**WHAT TO WORK ON**
1. Check whether each statement agrees with the investing post: (a) the writer is a long-term holder of Apple shares; (b) the writer is buying Apple shares on this dip; (c) the Beijing ban caused a 2% drop in Apple shares. For each, answer yes or no and quote the exact words from the post that decide it.
2. Write out the investing post word for word, from "And then it" up to and including "that CNBC thing.".

**TEXT SECTION**
+++++
The Big News in my feed this morning is the story on the obscure Beijing bureaucrats who have caused a 2% drop in Apple shares by banning the sale of ancient iPhones in the old city, phones that Apple is currently phasing-out of their sales channel.
I am a long-term holder of shares in AAPL, otherwise I would be buying on this dip, but I try to adhere to strict Principles of Allocation in my portfolio. I am Most Comfortable as my cost basis in AAPL is a mere fraction of it’s current “depressed” asking price.
I have already written of my aversion to investing in things Indian so let’s move further Eastward into this morass that is Asian Finance. Or at least my limited experience with it. Years ago, while it was still fashionable and in a Moment of Weakness, I “invested” in a coal-mining company in fucking Inner Mongolia. The Maven is not proud of this but it was long ago and illegal substances as well as copious amounts of legal alcohol could possibly have been involved. Things were going smoothly for awhile, quarterly reports came in with steadily increasing earnings, astute acquisitions were made, the coal industry was booming, and goddammit I was going to do pick up the White Man’s Burden and help the fine people of Inner Mongolia obtain cheap fuel and electricity.
And then it all vanished, literally overnight, in a frenzy of financial chicanery not seen since the days of the river boat gamblers fleecing rubes on the Mississippi. The CEO was accused of Crimes Against the State and apparently whisked into the gulag never to be seen again until properly reprogrammed.
Your Maven shound have been risk-averse to anything remotely Chinese at that point – and I was, for years. Yet I watched, forlornly, as company after company debuted with IPO’s worth tens of billions of dollars. Billionaires created by the hundreds with many, many hopeful speculators not far behind. I had to get back in the game, as Cramerica is always exhorted on that CNBC thing.
+++++
**INFORMATION SUPPLIED**
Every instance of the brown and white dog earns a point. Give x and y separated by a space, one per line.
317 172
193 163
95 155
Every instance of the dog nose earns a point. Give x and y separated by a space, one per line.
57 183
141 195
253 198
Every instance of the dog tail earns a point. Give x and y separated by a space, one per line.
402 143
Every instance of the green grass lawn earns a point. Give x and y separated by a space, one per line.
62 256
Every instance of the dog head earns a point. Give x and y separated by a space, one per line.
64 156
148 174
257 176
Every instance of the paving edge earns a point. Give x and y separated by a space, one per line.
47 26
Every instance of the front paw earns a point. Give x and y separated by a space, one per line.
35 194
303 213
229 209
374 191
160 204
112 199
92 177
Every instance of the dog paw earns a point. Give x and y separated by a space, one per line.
+++++
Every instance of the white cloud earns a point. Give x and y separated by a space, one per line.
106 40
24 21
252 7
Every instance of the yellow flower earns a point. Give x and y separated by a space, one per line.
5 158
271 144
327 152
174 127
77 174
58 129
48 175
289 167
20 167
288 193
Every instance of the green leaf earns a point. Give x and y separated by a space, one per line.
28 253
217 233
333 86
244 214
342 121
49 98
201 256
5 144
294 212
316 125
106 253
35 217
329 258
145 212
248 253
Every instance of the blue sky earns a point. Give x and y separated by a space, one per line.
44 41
+++++
**ANSWERS TO THE PROBLEMS**
1.
(a) Yes: "I am a long-term holder of shares in AAPL"
(b) No: "otherwise I would be buying on this dip"
(c) Yes: "have caused a 2% drop in Apple shares"

2.
And then it all vanished, literally overnight, in a frenzy of financial chicanery not seen since the days of the river boat gamblers fleecing rubes on the Mississippi. The CEO was accused of Crimes Against the State and apparently whisked into the gulag never to be seen again until properly reprogrammed.
Your Maven shound have been risk-averse to anything remotely Chinese at that point – and I was, for years. Yet I watched, forlornly, as company after company debuted with IPO’s worth tens of billions of dollars. Billionaires created by the hundreds with many, many hopeful speculators not far behind. I had to get back in the game, as Cramerica is always exhorted on that CNBC thing.